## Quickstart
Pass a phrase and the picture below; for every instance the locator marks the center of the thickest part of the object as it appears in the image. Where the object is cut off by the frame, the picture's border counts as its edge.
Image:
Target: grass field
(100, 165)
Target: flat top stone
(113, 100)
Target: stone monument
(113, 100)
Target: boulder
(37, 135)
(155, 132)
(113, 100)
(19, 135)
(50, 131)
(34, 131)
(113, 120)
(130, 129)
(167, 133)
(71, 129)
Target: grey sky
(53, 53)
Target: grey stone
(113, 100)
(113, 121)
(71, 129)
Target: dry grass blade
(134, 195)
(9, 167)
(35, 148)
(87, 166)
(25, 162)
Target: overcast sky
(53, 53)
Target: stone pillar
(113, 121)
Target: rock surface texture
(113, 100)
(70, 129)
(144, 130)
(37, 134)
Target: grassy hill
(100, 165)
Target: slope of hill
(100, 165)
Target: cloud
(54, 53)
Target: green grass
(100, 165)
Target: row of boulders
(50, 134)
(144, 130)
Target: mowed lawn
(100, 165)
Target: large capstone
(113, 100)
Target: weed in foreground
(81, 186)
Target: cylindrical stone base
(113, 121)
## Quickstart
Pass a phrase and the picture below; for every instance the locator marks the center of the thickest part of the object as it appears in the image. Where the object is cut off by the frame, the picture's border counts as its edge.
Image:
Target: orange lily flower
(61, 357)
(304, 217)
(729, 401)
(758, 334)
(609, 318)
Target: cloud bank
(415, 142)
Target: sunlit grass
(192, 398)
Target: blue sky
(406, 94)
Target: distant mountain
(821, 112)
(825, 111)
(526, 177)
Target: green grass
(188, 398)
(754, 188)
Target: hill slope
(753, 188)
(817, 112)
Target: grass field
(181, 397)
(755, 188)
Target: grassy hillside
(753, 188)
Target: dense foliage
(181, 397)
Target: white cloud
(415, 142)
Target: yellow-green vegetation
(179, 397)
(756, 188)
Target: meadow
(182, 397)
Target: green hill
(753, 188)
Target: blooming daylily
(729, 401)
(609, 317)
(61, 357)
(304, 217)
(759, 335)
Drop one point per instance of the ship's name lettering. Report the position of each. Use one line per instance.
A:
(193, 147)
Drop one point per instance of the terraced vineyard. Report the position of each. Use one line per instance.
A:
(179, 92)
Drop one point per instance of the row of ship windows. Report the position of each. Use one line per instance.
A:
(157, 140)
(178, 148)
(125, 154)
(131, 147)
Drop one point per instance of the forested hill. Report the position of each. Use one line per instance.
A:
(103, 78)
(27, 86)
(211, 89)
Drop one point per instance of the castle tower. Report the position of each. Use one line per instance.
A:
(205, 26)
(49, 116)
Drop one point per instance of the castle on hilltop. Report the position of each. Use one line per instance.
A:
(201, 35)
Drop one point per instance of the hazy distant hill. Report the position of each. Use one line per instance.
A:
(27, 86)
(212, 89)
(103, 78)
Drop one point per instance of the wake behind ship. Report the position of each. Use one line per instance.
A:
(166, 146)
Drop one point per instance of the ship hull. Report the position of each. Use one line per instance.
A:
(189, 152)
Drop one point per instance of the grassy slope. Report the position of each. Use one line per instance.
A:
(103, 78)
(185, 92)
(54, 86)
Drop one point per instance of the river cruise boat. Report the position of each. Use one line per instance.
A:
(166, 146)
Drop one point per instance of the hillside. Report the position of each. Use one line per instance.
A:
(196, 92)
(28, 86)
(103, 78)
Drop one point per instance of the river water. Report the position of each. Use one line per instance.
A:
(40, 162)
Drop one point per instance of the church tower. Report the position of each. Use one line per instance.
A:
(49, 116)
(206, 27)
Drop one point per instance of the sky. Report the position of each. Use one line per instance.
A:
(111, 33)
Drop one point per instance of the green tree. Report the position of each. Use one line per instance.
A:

::::

Problem statement: Turn the lines of the listing into a numbered list, starting at the line that contains "Drop one point per instance of the river cruise" and running through the end of the listing, both ends included. Leave out any blank lines.

Task answer:
1. Drop one point per instance of the river cruise boat. Report the position of each. Use one line per instance.
2. A:
3. (166, 146)
4. Drop one point per instance of the hillside. Report the position of each. Use one line per instance.
5. A:
6. (196, 92)
7. (28, 86)
8. (103, 78)
9. Drop one point per instance of the river water. Report the position of each. Use one line per instance.
10. A:
11. (40, 162)
12. Drop one point per instance of the church tower. Report the position of each. Use one line per instance.
13. A:
14. (49, 116)
15. (206, 27)
16. Drop one point per instance of the sky. Report the position of each. Use one line per instance.
17. A:
18. (111, 33)
19. Drop one point per instance of the green tree. Report the position of each. Use one line per instance.
20. A:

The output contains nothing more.